However, you should find that the OTUs hitting the closed-reference portion should be identical in both cases.

Hope that helps,

-jon

Abhi genobio

unread,

Apr 20, 2016, 1:08:04 PM4/20/16

to Qiime 1 Forum

I am sorry I was off for few days so could not respond.

Jonsan, please correct me if I am wrong. My understanding from the above mentioned points are, If we do a open reference OTU picking then the results will differ (that is anyways expected) because it does a de novo otu picking and the taxonomy is assigned to all the representative sequences in the input file (Can you please tell in which step of the open reference otu picking does it happen?) ,

though the step1_otus of open reference OTU picking and closed reference OTU picking being identical but not the end results. My confusion is, the species that was picked up to most abundant in closed ref otu pick method

and the same species which was also identified to be most abundant in the open ref otu pick method (at the step1_otus) why are we not able to get the same abundance count value for that species (i.e it should be the same or should be more but cant be less) . Step2 of the open ref otu pick method

works with the failure fasta file and it creates a representative set based on failure fasta. My understanding is, the sequences which are picked already in step1 are not considered in the representative sequences. At the end of open ref otu pick method, the otu map is created with step1 ,3,4 . so atleast the results of step1 should be retained (in terms of abundance count values of the species) which is not happening in my data.

■ **Written request**
Restate the OTU-picking post from "and the same" up to and including "in my data.", substituting "unassigned sequences" for every occurrence of "failure fasta".

■ **Excerpted data**
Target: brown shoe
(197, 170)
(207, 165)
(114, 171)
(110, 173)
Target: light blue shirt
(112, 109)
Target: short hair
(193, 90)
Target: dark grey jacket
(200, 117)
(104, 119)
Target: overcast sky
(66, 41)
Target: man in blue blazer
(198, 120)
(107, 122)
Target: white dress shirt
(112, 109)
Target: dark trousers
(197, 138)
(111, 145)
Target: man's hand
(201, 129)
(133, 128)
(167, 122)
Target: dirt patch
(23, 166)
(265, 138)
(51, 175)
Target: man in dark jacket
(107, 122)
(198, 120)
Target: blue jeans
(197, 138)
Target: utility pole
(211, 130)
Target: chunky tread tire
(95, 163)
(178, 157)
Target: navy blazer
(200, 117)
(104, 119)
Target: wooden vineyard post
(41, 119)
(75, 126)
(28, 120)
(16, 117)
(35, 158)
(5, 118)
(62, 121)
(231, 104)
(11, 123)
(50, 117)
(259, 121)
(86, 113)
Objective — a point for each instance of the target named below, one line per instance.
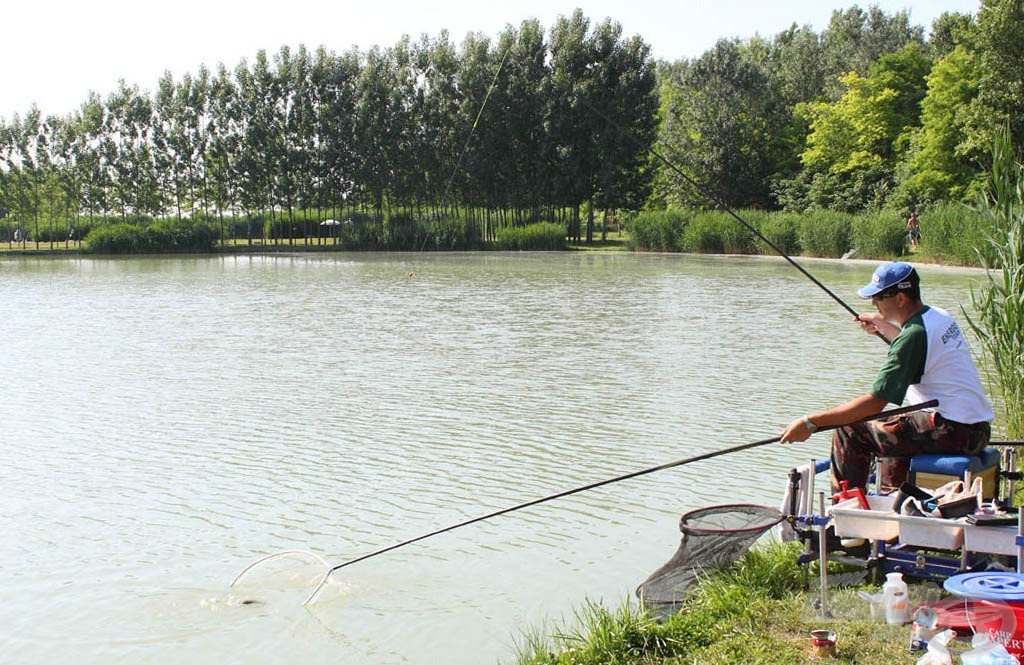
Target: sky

■ **Final answer**
and the same species which was also identified to be most abundant in the open ref otu pick method (at the step1_otus) why are we not able to get the same abundance count value for that species (i.e it should be the same or should be more but cant be less) . Step2 of the open ref otu pick method

works with the unassigned sequences file and it creates a representative set based on unassigned sequences. My understanding is, the sequences which are picked already in step1 are not considered in the representative sequences. At the end of open ref otu pick method, the otu map is created with step1 ,3,4 . so atleast the results of step1 should be retained (in terms of abundance count values of the species) which is not happening in my data.